Start of Block
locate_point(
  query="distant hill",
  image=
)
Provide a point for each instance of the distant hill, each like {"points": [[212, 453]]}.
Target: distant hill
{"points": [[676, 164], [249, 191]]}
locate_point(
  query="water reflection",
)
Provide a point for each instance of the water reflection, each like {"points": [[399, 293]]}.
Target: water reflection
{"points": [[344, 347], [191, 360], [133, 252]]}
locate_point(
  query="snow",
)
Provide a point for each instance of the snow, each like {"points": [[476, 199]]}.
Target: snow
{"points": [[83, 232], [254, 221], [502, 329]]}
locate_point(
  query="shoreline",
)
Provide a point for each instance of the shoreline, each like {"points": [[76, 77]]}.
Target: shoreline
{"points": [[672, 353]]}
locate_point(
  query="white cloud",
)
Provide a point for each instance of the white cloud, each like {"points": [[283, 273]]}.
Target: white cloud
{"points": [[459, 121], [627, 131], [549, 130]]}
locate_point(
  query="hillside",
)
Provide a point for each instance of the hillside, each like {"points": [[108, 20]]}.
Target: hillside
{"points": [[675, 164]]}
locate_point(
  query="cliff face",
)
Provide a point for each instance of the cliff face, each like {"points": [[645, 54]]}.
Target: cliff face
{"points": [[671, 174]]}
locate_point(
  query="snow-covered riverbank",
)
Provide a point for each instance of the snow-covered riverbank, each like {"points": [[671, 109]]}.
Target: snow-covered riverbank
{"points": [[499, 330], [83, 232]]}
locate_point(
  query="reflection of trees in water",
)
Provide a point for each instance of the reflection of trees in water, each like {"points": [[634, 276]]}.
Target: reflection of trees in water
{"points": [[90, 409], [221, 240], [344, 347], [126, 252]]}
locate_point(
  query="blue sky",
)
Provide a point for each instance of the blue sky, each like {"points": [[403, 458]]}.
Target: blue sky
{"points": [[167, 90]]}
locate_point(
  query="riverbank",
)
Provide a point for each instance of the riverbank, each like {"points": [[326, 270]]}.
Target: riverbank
End of Block
YOUR OBJECTIVE: Return only those lines of the records that contain the string "query".

WRITTEN SOLUTION:
  query="distant hill",
  query="water reflection",
  query="snow",
  query="shoreline",
  query="white cloud",
  query="hillside",
  query="cliff face",
  query="snow-covered riverbank",
  query="reflection of trees in water",
  query="blue sky",
  query="riverbank",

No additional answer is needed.